Directions :: Scan the material below for lines with the word "mountain" and report how many there are, with nothing added.

Data in this exercise: Begin

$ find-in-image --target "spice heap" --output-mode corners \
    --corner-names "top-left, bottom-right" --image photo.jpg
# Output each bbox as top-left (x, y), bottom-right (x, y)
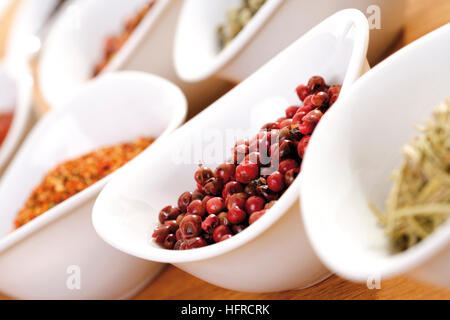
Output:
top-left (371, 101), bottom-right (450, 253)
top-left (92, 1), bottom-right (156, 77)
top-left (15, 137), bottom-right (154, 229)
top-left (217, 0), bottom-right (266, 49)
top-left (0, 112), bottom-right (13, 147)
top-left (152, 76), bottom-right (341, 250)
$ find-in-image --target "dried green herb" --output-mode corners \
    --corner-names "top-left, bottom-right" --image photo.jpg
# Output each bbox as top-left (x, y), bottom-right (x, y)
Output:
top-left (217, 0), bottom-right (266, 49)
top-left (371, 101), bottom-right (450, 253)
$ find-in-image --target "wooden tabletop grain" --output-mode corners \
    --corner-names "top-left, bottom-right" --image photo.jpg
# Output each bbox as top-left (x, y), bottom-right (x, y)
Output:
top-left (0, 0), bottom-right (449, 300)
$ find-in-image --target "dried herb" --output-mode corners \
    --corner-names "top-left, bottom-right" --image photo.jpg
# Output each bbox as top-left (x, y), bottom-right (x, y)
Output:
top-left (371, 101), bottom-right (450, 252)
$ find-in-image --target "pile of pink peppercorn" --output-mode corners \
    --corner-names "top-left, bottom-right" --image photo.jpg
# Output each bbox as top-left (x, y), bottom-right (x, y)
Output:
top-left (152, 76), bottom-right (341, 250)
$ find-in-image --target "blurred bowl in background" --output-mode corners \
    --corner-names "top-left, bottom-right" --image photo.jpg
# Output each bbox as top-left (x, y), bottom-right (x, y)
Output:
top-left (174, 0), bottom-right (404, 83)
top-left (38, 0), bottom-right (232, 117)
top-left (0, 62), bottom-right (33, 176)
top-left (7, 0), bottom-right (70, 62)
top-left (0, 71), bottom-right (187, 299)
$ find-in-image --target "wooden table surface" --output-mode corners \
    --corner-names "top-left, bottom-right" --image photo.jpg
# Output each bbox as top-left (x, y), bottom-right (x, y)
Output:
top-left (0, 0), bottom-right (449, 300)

Data in this exercise: End
Data in this exercise: Begin

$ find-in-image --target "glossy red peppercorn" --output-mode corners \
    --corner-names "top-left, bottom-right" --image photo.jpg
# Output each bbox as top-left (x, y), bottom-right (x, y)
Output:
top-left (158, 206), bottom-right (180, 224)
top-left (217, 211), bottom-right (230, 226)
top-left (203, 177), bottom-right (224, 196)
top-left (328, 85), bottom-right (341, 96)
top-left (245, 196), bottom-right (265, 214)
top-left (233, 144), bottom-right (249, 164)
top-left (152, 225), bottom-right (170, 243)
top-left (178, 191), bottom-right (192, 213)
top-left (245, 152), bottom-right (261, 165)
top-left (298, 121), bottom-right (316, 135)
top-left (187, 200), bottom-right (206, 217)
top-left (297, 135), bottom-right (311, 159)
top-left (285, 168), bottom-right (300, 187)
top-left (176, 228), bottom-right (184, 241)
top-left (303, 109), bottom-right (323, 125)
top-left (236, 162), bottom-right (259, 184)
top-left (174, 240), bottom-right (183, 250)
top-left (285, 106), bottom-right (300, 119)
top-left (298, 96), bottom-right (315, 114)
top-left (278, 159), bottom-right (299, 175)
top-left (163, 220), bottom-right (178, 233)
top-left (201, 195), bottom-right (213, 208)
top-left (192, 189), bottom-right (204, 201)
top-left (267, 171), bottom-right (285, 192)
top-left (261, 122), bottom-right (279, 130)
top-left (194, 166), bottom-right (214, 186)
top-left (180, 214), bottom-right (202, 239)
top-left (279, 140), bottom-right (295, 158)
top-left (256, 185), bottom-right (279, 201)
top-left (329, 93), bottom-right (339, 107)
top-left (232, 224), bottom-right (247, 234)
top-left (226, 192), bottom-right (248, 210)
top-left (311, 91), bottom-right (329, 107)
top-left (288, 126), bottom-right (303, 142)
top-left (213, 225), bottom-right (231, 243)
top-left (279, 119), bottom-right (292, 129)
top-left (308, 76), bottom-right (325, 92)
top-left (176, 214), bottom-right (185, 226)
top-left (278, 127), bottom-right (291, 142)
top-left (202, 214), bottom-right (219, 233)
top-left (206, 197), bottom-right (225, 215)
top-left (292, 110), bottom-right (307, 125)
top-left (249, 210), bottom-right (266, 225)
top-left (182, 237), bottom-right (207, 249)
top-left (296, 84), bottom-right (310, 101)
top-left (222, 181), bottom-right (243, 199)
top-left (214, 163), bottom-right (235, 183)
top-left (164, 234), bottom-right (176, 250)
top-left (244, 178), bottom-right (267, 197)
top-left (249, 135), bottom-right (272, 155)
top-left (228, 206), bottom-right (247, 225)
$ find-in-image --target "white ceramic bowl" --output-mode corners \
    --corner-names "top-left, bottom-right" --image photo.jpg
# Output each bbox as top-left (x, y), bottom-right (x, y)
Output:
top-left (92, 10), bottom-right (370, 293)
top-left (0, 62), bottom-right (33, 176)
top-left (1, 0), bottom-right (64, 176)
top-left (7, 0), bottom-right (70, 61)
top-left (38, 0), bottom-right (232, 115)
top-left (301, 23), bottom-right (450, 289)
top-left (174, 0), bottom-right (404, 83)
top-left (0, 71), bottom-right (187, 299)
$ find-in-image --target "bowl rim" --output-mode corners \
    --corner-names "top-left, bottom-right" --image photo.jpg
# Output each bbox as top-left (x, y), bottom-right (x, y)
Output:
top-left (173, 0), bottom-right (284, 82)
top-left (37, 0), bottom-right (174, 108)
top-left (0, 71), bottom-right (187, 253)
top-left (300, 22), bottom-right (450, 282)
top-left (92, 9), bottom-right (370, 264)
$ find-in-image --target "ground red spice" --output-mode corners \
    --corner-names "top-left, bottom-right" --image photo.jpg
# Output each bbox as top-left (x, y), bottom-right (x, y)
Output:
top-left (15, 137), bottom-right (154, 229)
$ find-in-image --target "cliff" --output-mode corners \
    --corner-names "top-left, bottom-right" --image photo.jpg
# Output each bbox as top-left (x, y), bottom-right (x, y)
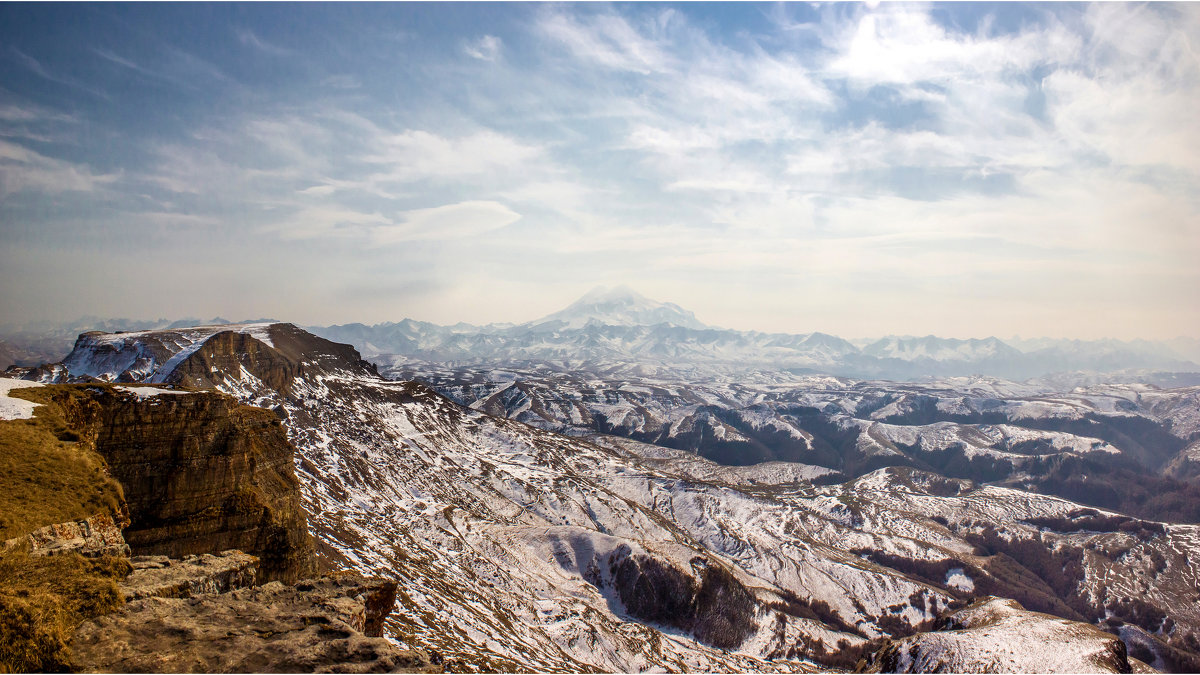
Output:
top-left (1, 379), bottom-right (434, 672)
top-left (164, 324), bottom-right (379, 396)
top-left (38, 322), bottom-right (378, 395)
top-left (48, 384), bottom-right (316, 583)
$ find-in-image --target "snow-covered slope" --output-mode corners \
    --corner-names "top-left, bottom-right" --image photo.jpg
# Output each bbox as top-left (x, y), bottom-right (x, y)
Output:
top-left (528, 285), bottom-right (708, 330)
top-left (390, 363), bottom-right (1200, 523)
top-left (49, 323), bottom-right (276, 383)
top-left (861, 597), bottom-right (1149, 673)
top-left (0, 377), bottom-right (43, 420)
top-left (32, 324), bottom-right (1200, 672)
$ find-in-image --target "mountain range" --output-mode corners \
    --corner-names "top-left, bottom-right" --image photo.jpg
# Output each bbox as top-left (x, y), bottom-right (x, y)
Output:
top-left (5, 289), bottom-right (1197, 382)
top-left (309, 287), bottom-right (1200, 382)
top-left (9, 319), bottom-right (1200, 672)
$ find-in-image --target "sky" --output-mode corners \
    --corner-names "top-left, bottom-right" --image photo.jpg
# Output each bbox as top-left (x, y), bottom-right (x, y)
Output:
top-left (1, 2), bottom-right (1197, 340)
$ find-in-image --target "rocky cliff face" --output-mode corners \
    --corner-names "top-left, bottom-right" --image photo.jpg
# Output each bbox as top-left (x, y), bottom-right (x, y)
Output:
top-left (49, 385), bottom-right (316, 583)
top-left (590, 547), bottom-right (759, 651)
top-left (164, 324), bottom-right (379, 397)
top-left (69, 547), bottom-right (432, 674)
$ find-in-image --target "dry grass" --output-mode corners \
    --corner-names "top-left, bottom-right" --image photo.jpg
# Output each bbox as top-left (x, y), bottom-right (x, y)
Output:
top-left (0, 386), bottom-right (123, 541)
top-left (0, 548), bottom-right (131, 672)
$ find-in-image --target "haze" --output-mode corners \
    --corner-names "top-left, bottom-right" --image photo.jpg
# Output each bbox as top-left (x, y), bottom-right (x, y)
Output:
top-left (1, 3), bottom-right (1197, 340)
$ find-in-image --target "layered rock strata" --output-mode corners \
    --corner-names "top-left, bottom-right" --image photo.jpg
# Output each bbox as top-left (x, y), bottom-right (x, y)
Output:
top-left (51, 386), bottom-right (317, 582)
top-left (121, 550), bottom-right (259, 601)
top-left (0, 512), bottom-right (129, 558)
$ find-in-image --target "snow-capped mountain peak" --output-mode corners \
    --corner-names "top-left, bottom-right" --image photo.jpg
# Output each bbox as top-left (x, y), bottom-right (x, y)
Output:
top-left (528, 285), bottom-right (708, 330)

Data in this exercise: End
Data in this exercise: Begin

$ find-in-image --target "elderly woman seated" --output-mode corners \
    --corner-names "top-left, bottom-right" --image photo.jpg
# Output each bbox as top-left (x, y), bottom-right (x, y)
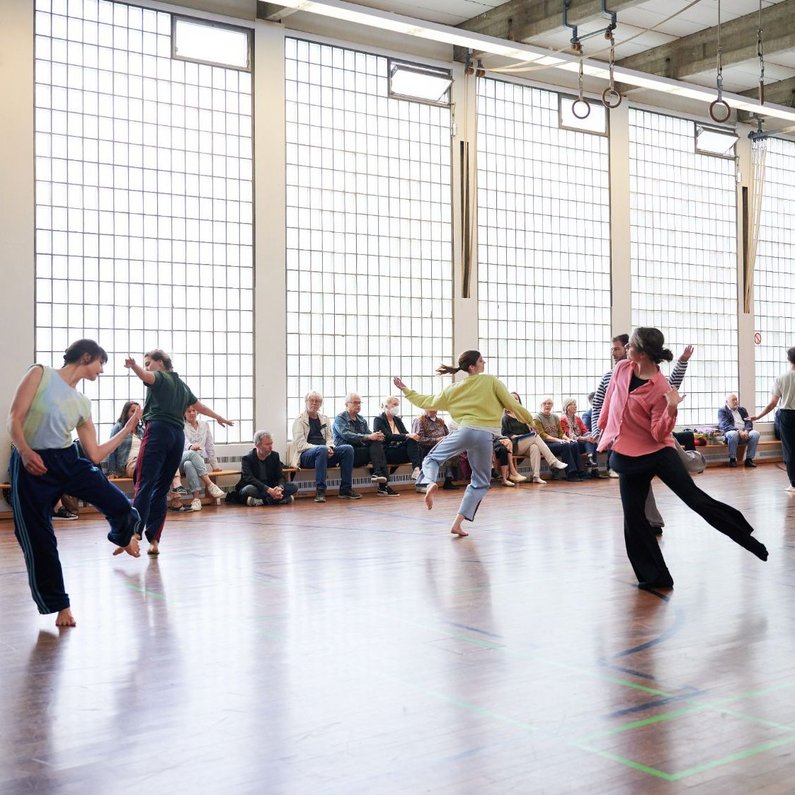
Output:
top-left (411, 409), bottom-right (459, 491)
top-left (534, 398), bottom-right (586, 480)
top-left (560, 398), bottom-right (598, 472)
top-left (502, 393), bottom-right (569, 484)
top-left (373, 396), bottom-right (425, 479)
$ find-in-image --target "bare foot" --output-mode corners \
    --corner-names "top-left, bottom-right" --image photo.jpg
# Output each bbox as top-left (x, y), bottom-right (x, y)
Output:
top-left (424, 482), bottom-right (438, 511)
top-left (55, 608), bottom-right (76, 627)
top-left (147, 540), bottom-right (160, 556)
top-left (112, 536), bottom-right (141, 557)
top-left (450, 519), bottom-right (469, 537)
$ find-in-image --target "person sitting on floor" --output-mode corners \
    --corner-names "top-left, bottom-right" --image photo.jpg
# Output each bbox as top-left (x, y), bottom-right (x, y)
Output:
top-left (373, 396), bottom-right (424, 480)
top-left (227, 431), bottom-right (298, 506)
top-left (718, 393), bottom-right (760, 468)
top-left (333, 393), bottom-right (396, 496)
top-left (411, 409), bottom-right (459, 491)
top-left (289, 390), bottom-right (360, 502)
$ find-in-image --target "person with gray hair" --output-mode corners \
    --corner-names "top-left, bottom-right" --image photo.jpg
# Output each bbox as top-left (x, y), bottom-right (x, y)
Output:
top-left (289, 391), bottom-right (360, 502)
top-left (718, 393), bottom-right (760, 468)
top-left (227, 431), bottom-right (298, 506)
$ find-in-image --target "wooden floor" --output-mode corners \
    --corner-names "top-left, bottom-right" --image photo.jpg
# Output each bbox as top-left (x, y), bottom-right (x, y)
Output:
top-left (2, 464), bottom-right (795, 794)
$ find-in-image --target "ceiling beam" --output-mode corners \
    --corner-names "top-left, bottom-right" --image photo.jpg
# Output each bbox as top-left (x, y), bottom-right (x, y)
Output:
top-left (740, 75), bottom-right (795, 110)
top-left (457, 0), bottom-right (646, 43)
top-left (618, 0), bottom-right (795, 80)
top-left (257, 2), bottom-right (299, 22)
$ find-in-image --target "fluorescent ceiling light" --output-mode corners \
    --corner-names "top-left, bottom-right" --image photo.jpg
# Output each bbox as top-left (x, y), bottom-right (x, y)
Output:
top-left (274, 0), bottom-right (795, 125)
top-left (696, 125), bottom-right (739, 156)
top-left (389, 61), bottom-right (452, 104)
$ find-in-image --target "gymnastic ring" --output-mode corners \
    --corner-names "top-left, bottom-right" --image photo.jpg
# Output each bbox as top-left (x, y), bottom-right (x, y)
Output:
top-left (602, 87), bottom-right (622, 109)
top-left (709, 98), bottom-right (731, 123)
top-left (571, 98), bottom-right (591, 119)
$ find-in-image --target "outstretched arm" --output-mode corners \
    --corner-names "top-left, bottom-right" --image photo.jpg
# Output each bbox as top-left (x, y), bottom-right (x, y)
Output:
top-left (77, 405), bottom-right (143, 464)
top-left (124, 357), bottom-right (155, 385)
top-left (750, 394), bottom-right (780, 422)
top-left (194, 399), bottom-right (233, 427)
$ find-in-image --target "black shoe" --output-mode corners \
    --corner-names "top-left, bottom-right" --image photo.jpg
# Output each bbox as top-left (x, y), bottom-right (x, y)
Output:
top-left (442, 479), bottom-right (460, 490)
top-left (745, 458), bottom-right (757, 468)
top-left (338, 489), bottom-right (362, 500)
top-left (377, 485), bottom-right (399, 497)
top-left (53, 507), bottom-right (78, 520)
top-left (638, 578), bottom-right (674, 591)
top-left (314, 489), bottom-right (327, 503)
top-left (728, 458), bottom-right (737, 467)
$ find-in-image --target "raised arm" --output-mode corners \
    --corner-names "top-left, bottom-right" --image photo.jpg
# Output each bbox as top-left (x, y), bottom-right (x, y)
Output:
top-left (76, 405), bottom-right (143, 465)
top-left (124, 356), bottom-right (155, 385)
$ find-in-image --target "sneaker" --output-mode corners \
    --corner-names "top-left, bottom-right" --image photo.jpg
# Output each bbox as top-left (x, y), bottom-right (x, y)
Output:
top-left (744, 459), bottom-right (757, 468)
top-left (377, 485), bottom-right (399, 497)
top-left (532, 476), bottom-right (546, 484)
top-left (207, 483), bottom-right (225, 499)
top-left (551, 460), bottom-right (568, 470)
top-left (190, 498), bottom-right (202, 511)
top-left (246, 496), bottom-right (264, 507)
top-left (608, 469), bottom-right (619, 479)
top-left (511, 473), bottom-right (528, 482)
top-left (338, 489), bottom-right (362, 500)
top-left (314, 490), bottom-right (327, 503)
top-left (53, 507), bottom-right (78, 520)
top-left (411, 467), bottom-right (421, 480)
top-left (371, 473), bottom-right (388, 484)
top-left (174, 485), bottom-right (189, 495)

Data in this exercise: End

Exercise response :: 2